## WORK TO BE COMPLETED:
Set down every entry exactly as it was written.

Data items
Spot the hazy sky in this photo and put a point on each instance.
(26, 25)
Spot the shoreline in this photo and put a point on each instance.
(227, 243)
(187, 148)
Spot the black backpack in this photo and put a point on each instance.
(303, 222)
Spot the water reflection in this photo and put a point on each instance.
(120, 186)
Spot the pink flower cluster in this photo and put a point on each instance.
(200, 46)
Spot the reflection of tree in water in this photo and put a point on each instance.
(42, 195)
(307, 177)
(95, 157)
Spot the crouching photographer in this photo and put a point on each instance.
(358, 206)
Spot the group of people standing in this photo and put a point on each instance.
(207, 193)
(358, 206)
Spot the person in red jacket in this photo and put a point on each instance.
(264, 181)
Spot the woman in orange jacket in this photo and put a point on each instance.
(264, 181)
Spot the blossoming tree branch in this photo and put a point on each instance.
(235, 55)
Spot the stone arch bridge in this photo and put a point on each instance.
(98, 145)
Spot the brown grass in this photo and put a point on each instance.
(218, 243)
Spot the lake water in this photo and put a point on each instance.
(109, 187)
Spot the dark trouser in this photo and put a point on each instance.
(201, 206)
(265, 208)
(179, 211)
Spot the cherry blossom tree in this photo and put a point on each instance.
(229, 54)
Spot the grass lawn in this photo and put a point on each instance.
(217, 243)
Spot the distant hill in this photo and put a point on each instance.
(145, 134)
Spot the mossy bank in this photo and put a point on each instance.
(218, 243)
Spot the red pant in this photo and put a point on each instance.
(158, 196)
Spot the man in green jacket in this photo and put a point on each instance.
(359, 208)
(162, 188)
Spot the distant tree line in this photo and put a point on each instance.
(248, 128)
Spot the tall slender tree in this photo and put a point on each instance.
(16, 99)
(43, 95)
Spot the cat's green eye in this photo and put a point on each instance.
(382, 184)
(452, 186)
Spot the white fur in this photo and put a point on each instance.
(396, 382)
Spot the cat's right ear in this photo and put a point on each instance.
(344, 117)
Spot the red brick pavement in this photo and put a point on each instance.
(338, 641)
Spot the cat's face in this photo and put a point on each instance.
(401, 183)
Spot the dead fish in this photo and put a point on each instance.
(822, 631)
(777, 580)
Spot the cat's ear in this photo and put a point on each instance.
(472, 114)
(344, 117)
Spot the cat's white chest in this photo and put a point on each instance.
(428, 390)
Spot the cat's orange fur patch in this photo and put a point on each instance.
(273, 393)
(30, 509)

## RESPONSE AREA:
Spot the hazy sky in this photo and put a point on each instance.
(26, 25)
Spot the shoreline in this photo and put a point on each instance.
(227, 243)
(187, 148)
Spot the black backpack in this photo and put a point on each instance.
(303, 222)
Spot the water reflection in this photo and put a point on each instance.
(120, 186)
Spot the pink flower cluster in this photo and put a point on each instance.
(200, 46)
Spot the reflection of tree in water in this photo and put a point on each instance.
(42, 195)
(307, 177)
(95, 157)
Spot the crouching photographer in this photo and put a point on each instance.
(358, 206)
Spot the group of people standing in this photo and put a point on each instance.
(207, 193)
(358, 206)
Spot the person in red jacket in this photo and put a point on each instance.
(264, 181)
Spot the woman in orange jacket in this photo and put a point on each instance.
(264, 181)
Spot the blossoming tree branch in this photo and put a point on each instance.
(235, 55)
Spot the stone arch bridge in this photo and put a point on each instance.
(98, 145)
Spot the brown grass in this photo and put a point on each instance.
(218, 243)
Spot the lake water in this photo and put a point on each instance.
(109, 187)
Spot the dark trouser in this photo and put a point on each instance.
(201, 206)
(265, 208)
(179, 211)
Spot the cherry blossom tree in this photo and put a point on each instance.
(229, 54)
Spot the grass lawn in this photo and put a point on each instance.
(217, 243)
Spot the distant hill in this photo and put a point on each instance.
(145, 134)
Spot the mossy bank in this photo and put a point on each instance.
(218, 243)
Spot the red pant in this photo and put a point on each instance.
(158, 196)
Spot the man in green jacket in this photo and put a point on each instance.
(359, 208)
(162, 188)
Spot the distant tree line in this photo and put a point on each instance.
(248, 128)
Spot the tall slender tree in this photo and put a point on each instance.
(16, 99)
(43, 95)
Spot the cat's green eye in this photo and put a point on each instance.
(382, 184)
(452, 186)
Spot the white fur in this photo and put a point on each instance.
(396, 382)
Spot the cat's right ear in this photo and put a point on each instance.
(344, 117)
Spot the red brick pavement in this photo and put a point on each instance.
(338, 641)
Spot the cat's face in this photo and put a point on each instance.
(401, 183)
Spot the dead fish in this photo and put a point on each instance.
(822, 631)
(777, 580)
Spot the cat's ear in this photo and put a point on each instance.
(472, 114)
(344, 117)
Spot the cat's white chest in this photo and put a point on each instance.
(428, 390)
Spot the cat's orange fur patch in this photo and put a point on each instance.
(273, 393)
(30, 509)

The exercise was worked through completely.